* Start Document passage *

# Does anyone know where I can get some Apple promotional items in the UK?



## tedwinder (Sep 7, 2005)

Stuff like pens, mouse pads etc. Got to be in the UK though. (As much as I love Apple, I wouldn't travel all the way over to America just to get a pen!)


----------



## VegasACF (May 27, 2005)

They are nearly impossible to come by even on this side of the Atlantic (at least for free).

Your best bet is from a reseller such as RedLightRunner.com.


----------



## tedwinder (Sep 7, 2005)

I don't mind paying.

EDIT : RedLightRunner is all in US dollars.....


----------



## VegasACF (May 27, 2005)

Google is your friend.


----------



## tedwinder (Sep 7, 2005)

OK - thanks, but it would be easier in Uk pounds!


----------



## VegasACF (May 27, 2005)

Use a credit card. The correct amount, according to the exchange rate at the time of the purchase, will be charged to you.


----------



## ferrija1 (Apr 11, 2006)

You would be better off going straight to a place that makes mouse pads or pens (for example) and getting a customized one.


----------



## VegasACF (May 27, 2005)

Yeah, as long as you don't mind violating a host of intellectual property laws.

* End Document passage *
* Start Provided information *

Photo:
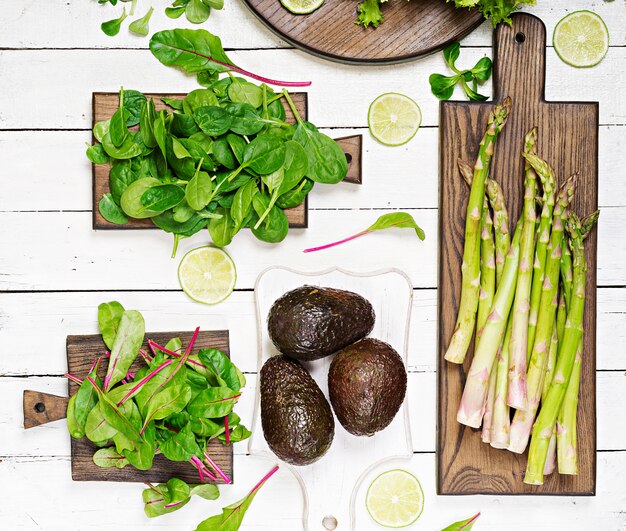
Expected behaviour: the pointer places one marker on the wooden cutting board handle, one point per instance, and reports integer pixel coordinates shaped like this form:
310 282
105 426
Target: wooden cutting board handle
520 59
41 408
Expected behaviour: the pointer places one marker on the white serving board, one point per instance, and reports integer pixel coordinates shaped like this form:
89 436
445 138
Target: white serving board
330 486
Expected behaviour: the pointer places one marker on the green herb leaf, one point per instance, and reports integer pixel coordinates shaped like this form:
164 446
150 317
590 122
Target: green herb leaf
463 525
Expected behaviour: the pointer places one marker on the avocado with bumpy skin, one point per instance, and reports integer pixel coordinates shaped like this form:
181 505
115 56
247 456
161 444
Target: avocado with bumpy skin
367 384
297 421
309 323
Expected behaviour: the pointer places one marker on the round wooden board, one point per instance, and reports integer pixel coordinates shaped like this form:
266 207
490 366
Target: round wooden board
410 29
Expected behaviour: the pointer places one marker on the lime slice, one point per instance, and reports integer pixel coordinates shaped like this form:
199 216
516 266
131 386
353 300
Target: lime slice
301 7
207 274
395 499
581 39
394 119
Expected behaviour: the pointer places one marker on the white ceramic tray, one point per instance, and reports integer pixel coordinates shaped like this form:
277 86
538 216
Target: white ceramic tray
330 486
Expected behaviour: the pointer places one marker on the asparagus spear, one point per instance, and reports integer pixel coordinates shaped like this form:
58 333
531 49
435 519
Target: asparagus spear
542 430
472 406
501 419
500 224
522 423
548 180
566 428
470 269
516 395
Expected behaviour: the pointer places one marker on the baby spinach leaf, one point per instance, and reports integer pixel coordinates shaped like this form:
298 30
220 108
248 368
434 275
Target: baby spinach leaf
162 197
131 198
111 211
237 434
296 196
147 117
232 516
463 525
112 27
241 91
141 25
96 154
109 458
221 229
172 399
125 348
190 50
246 119
180 446
223 370
109 316
213 120
214 402
198 190
265 154
133 103
326 160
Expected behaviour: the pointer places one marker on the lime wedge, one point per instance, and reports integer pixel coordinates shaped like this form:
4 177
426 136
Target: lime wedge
394 119
301 7
207 275
581 39
395 499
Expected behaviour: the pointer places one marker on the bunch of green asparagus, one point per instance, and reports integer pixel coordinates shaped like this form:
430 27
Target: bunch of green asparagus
524 296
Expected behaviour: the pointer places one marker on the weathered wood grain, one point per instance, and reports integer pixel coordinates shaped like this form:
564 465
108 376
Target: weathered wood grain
106 103
408 31
568 140
81 351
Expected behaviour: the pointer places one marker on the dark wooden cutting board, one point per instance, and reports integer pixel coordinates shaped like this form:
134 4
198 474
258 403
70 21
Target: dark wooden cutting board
40 408
105 104
410 29
568 140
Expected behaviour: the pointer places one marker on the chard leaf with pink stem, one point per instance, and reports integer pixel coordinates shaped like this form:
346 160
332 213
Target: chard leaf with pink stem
400 220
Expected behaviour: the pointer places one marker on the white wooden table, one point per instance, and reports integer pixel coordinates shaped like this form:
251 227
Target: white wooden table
54 270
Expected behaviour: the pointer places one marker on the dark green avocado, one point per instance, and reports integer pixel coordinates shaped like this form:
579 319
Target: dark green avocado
309 323
297 421
367 384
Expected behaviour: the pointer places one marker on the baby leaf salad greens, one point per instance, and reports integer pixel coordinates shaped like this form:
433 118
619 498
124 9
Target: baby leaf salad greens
223 158
443 86
174 405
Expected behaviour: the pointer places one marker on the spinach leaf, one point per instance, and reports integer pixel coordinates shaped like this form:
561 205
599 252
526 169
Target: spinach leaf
326 160
222 369
214 402
111 211
125 348
131 200
213 120
109 317
265 154
221 229
112 27
109 458
141 25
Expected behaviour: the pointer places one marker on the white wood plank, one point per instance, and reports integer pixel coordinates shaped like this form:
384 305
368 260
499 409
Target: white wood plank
59 251
87 505
399 178
339 97
237 27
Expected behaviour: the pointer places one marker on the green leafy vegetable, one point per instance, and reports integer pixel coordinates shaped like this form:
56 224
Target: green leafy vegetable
112 27
400 220
140 26
463 525
232 516
443 86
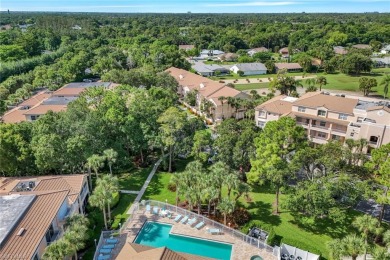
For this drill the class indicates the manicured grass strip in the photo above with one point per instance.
(134, 179)
(251, 86)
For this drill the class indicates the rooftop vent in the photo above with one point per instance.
(21, 231)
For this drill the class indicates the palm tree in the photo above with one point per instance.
(218, 171)
(176, 179)
(381, 253)
(226, 206)
(98, 199)
(231, 181)
(310, 82)
(254, 94)
(366, 224)
(95, 162)
(352, 246)
(76, 238)
(222, 99)
(321, 80)
(334, 248)
(198, 184)
(110, 155)
(386, 238)
(57, 250)
(212, 193)
(77, 220)
(385, 82)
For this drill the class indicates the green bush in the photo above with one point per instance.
(115, 224)
(271, 239)
(240, 216)
(115, 199)
(171, 187)
(301, 245)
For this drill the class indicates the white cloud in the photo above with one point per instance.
(254, 4)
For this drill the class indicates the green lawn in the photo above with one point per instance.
(134, 179)
(345, 82)
(236, 76)
(311, 236)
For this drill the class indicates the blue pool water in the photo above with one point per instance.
(157, 235)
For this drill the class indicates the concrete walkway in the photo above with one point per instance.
(129, 191)
(261, 80)
(142, 191)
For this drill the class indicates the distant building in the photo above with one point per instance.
(228, 57)
(381, 62)
(290, 67)
(386, 49)
(327, 117)
(208, 91)
(250, 68)
(284, 52)
(361, 46)
(34, 211)
(45, 101)
(208, 70)
(186, 47)
(76, 27)
(210, 53)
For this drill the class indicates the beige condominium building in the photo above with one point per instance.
(328, 117)
(208, 90)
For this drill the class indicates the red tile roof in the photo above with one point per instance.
(36, 222)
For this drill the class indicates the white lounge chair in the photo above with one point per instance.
(214, 231)
(184, 220)
(191, 221)
(199, 225)
(178, 217)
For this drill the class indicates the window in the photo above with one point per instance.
(335, 137)
(343, 116)
(321, 135)
(301, 109)
(49, 233)
(321, 113)
(260, 124)
(374, 139)
(262, 114)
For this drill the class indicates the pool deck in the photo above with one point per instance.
(240, 250)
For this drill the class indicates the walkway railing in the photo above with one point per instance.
(210, 223)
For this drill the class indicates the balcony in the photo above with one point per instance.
(373, 144)
(318, 139)
(304, 124)
(56, 235)
(355, 125)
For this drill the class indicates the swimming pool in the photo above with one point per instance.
(157, 235)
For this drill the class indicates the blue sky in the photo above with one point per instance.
(197, 6)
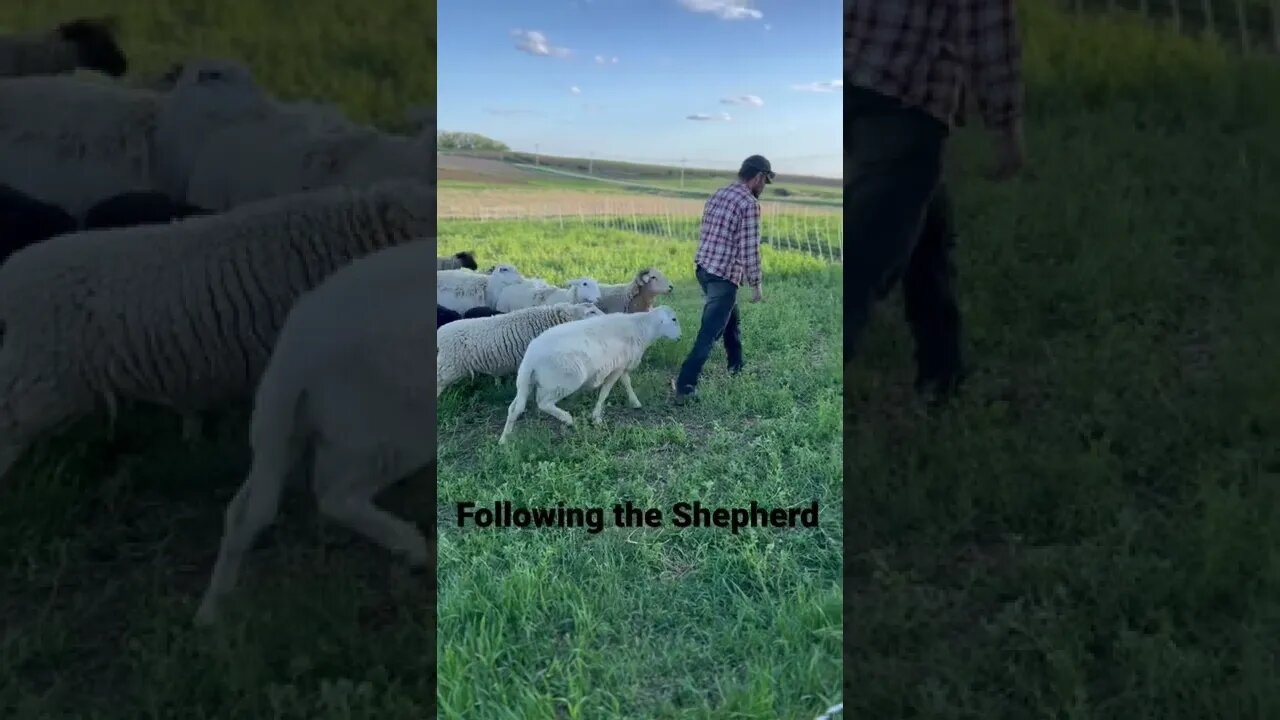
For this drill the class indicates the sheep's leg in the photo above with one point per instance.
(630, 391)
(247, 515)
(598, 414)
(346, 484)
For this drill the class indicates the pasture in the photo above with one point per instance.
(648, 623)
(1093, 531)
(106, 546)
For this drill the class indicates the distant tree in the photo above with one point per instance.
(448, 140)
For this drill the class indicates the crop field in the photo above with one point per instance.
(106, 546)
(1093, 529)
(649, 623)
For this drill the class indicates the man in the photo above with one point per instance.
(728, 255)
(904, 63)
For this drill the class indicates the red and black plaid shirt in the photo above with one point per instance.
(730, 240)
(920, 51)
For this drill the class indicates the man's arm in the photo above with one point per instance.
(749, 233)
(995, 62)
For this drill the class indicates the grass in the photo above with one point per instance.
(1093, 531)
(649, 623)
(103, 556)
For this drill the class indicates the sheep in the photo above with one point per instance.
(83, 42)
(129, 209)
(481, 311)
(443, 315)
(594, 352)
(635, 296)
(69, 141)
(464, 290)
(182, 314)
(209, 98)
(284, 154)
(493, 346)
(456, 261)
(539, 292)
(26, 220)
(346, 379)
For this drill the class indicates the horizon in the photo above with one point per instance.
(636, 81)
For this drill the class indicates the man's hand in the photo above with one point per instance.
(1010, 153)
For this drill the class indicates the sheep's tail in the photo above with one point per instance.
(524, 377)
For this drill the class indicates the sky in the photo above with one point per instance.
(705, 82)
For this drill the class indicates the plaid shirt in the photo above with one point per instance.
(730, 240)
(919, 53)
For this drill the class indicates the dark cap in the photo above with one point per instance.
(759, 164)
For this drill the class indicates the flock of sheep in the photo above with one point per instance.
(558, 340)
(259, 250)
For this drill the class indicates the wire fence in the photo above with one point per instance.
(784, 227)
(1249, 24)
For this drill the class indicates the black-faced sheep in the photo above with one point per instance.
(141, 208)
(26, 220)
(83, 42)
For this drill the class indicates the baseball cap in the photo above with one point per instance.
(759, 164)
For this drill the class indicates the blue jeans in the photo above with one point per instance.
(720, 320)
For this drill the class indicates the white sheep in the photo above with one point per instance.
(179, 314)
(209, 98)
(533, 292)
(347, 378)
(462, 290)
(494, 345)
(71, 141)
(292, 151)
(83, 42)
(638, 295)
(594, 352)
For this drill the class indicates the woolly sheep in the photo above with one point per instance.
(443, 315)
(182, 314)
(83, 42)
(26, 220)
(286, 154)
(464, 290)
(346, 378)
(456, 261)
(493, 346)
(142, 208)
(483, 311)
(539, 292)
(71, 141)
(594, 352)
(635, 296)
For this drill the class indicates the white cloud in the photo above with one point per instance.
(723, 9)
(821, 86)
(536, 44)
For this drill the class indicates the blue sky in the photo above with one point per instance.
(621, 78)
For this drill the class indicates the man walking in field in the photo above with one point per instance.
(904, 63)
(728, 256)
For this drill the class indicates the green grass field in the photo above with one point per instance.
(1093, 532)
(657, 623)
(103, 560)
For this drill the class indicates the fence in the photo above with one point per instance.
(1251, 24)
(785, 227)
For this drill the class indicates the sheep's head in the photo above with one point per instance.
(583, 310)
(584, 290)
(467, 260)
(95, 44)
(666, 323)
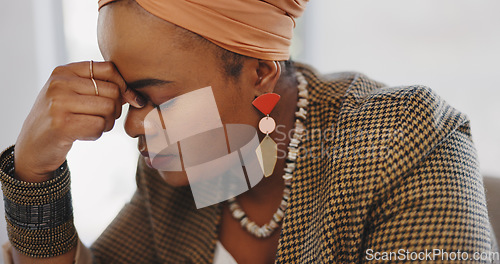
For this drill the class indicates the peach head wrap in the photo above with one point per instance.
(261, 29)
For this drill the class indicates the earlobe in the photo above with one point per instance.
(268, 73)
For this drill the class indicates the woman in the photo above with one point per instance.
(366, 169)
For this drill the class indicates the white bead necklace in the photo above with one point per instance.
(293, 149)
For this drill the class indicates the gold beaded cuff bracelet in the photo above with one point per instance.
(39, 215)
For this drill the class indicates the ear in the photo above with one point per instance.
(268, 73)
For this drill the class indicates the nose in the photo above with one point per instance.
(134, 123)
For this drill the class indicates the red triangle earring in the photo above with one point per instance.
(267, 151)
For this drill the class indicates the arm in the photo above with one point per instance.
(439, 206)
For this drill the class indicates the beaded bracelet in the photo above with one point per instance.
(39, 215)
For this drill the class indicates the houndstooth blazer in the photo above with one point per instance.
(394, 168)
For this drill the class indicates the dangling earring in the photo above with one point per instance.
(267, 151)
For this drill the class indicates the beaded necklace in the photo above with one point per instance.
(293, 148)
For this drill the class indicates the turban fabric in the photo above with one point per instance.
(261, 29)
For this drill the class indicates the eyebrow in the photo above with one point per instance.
(139, 84)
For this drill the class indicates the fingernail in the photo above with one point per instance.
(140, 101)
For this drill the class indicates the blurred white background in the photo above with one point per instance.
(452, 46)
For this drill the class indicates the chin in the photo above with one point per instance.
(175, 178)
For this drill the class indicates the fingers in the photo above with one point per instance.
(107, 72)
(96, 106)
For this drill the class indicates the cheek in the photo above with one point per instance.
(235, 105)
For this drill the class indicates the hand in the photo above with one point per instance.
(67, 109)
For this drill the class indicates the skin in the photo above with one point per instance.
(68, 110)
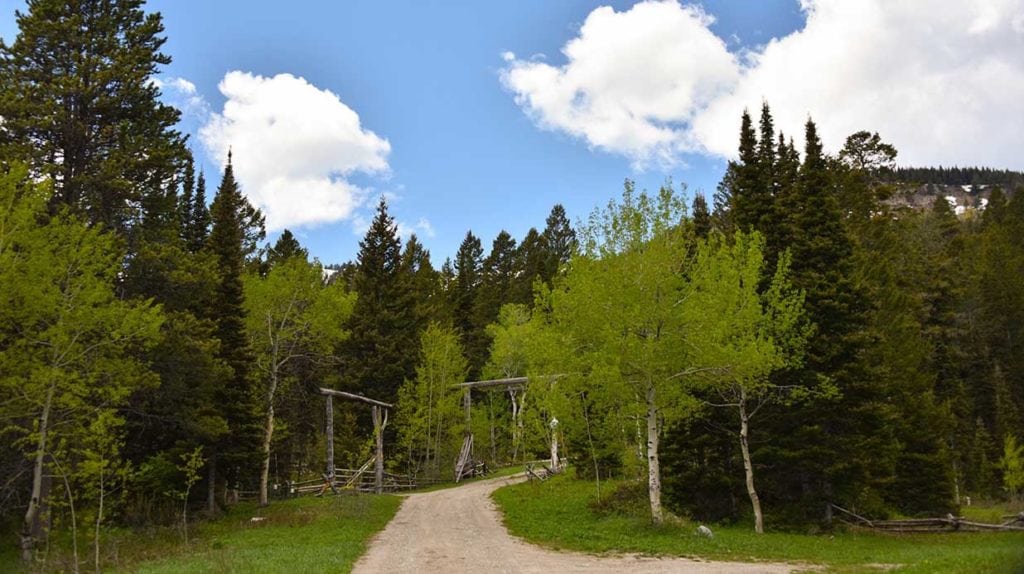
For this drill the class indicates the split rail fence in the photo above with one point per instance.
(919, 525)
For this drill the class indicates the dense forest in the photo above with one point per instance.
(793, 344)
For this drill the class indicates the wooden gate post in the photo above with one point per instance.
(379, 440)
(329, 415)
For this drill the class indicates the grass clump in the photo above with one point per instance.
(564, 514)
(299, 535)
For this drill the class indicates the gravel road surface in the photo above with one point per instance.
(460, 530)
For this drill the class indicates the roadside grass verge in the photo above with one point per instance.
(557, 514)
(299, 535)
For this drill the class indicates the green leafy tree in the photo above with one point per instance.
(619, 306)
(291, 316)
(71, 359)
(1013, 467)
(744, 335)
(80, 105)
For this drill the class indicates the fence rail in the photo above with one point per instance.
(920, 525)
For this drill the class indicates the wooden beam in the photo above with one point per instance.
(329, 416)
(510, 383)
(351, 397)
(513, 382)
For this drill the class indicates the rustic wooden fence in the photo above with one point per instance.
(919, 525)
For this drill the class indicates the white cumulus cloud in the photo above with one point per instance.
(942, 81)
(294, 147)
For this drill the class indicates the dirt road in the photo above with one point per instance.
(460, 530)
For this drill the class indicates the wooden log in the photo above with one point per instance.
(351, 397)
(379, 440)
(329, 417)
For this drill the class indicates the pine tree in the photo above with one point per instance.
(424, 284)
(468, 268)
(498, 274)
(377, 357)
(199, 220)
(559, 239)
(530, 257)
(749, 195)
(286, 248)
(232, 220)
(701, 219)
(187, 199)
(79, 104)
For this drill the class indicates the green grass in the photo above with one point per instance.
(556, 514)
(299, 535)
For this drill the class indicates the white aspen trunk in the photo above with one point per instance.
(329, 431)
(653, 466)
(31, 525)
(99, 519)
(211, 478)
(264, 475)
(759, 525)
(554, 449)
(379, 440)
(515, 426)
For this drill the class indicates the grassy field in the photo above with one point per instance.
(557, 515)
(299, 535)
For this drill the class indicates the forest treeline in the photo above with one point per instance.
(796, 343)
(1007, 179)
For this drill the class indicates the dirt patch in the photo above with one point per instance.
(460, 530)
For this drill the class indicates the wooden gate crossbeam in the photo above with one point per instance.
(380, 415)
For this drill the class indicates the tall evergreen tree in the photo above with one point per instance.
(424, 284)
(468, 268)
(559, 239)
(286, 248)
(377, 357)
(80, 105)
(530, 256)
(199, 220)
(499, 273)
(233, 218)
(701, 218)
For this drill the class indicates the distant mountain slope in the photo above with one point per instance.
(967, 189)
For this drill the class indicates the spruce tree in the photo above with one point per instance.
(530, 256)
(499, 273)
(424, 284)
(199, 219)
(80, 105)
(701, 219)
(232, 217)
(377, 357)
(559, 239)
(468, 268)
(286, 248)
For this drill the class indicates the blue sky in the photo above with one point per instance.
(460, 137)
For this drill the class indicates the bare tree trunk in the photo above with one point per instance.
(31, 526)
(329, 431)
(211, 490)
(759, 525)
(554, 449)
(264, 475)
(515, 426)
(99, 519)
(653, 466)
(379, 440)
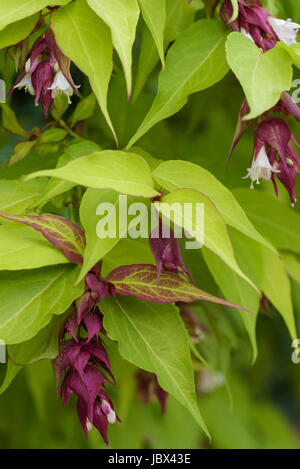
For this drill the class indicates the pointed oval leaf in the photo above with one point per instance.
(16, 10)
(31, 298)
(23, 248)
(17, 32)
(163, 349)
(194, 62)
(124, 172)
(141, 281)
(276, 220)
(59, 231)
(212, 232)
(173, 175)
(16, 197)
(263, 76)
(86, 40)
(154, 14)
(122, 17)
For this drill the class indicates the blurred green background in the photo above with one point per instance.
(259, 405)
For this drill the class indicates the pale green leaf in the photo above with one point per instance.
(263, 75)
(154, 338)
(292, 265)
(173, 175)
(21, 247)
(122, 17)
(236, 290)
(124, 172)
(29, 300)
(154, 14)
(16, 10)
(97, 248)
(194, 62)
(17, 32)
(277, 221)
(16, 197)
(212, 233)
(86, 40)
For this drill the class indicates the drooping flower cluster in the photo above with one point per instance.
(258, 25)
(46, 72)
(274, 157)
(166, 251)
(84, 362)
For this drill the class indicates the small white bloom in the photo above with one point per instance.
(248, 35)
(89, 425)
(109, 412)
(285, 30)
(27, 83)
(261, 168)
(61, 85)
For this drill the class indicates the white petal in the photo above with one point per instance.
(285, 30)
(27, 83)
(261, 168)
(248, 35)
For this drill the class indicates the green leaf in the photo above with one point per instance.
(141, 281)
(16, 197)
(292, 265)
(56, 187)
(124, 172)
(43, 346)
(277, 288)
(52, 135)
(59, 231)
(173, 175)
(31, 298)
(194, 62)
(97, 248)
(61, 104)
(21, 247)
(277, 221)
(153, 338)
(84, 109)
(10, 122)
(154, 14)
(17, 32)
(127, 251)
(16, 10)
(79, 33)
(214, 236)
(122, 17)
(211, 6)
(179, 15)
(236, 290)
(235, 14)
(263, 76)
(21, 150)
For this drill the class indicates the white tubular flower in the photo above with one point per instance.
(89, 425)
(61, 85)
(261, 168)
(248, 35)
(285, 30)
(27, 83)
(109, 412)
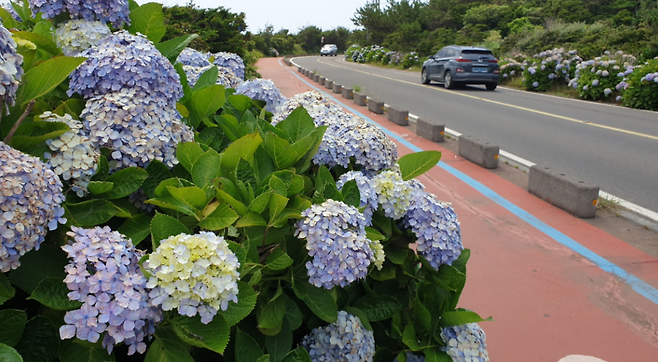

* End Provided information *

» Directives:
A) List every distinct username that posts in the forum thread about Apple promotional items in the UK.
B) Write out the part of the forum thread about Apple promotional items in the UK that lies between "OK - thanks, but" and "charged to you.", inclusive.

» Answers given:
A)
tedwinder
VegasACF
ferrija1

B)
OK - thanks, but it would be easier in Uk pounds!


----------



## VegasACF (May 27, 2005)

Use a credit card. The correct amount, according to the exchange rate at the time of the purchase, will be charged to you.